STORED RECORDS »
.....

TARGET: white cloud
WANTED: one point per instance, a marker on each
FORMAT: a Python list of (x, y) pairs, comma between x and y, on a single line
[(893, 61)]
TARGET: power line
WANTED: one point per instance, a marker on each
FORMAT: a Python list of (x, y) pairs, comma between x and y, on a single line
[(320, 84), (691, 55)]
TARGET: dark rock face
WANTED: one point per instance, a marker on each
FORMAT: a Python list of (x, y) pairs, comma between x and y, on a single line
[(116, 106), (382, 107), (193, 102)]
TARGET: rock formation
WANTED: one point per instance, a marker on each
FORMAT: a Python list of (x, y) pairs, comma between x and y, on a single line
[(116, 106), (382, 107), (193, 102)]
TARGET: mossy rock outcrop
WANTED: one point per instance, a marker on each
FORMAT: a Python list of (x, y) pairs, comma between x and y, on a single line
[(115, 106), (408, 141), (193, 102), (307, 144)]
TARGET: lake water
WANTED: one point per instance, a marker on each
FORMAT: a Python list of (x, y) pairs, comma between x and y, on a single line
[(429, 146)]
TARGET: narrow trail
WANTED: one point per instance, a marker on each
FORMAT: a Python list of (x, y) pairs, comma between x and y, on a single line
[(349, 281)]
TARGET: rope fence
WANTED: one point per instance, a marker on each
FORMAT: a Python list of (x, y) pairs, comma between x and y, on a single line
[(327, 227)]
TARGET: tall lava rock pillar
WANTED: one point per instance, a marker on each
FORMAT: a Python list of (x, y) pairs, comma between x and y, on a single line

.....

WHAT YOU NEED TO DO » Convert all of the data above into a numbered list with one line per entry, leaving out any blank lines.

ANSWER FOR THIS EXERCISE »
1. TARGET: white cloud
2. WANTED: one point per instance, a marker on each
3. FORMAT: a Python list of (x, y) pairs, comma between x and y, on a single line
4. [(893, 61)]
5. TARGET: power line
6. WANTED: one point per instance, a marker on each
7. FORMAT: a Python list of (x, y) pairs, comma between x and y, on a single line
8. [(320, 84), (691, 55)]
9. TARGET: dark rock face
10. WANTED: one point per instance, a marker on each
11. FORMAT: a Python list of (x, y) pairs, comma between x and y, on a single line
12. [(116, 106), (382, 107), (193, 102)]
13. TARGET: rock formation
14. WANTED: one point per instance, a marker on each
15. FORMAT: a Python list of (x, y) pairs, comma between x and y, on a single line
16. [(116, 106), (382, 107), (193, 102)]
17. TARGET: mossy rock outcrop
18. WANTED: one point per instance, a marker on each
19. FORMAT: a Python list of (x, y) pairs, comma between x and y, on a single line
20. [(115, 106), (408, 141), (193, 102), (307, 144)]
21. TARGET: lake water
22. WANTED: one point per instance, a marker on each
23. FORMAT: a Python list of (x, y) pairs, comma between x and y, on a single line
24. [(429, 146)]
25. TARGET: narrow trail
26. WANTED: one point per instance, a marker on each
27. FORMAT: a Python list of (x, y) pairs, comma between x and y, on a single line
28. [(349, 281)]
29. TARGET: rope fence
30. WANTED: one point per instance, a marker on each
31. FORMAT: a Python list of (x, y) pairs, comma between x and y, on a single line
32. [(327, 227)]
33. TARGET: tall lava rock pillar
34. WANTED: one point per instance, a marker on each
35. FORMAT: a Python list of (x, y) pairs, comma between x and y, on a single line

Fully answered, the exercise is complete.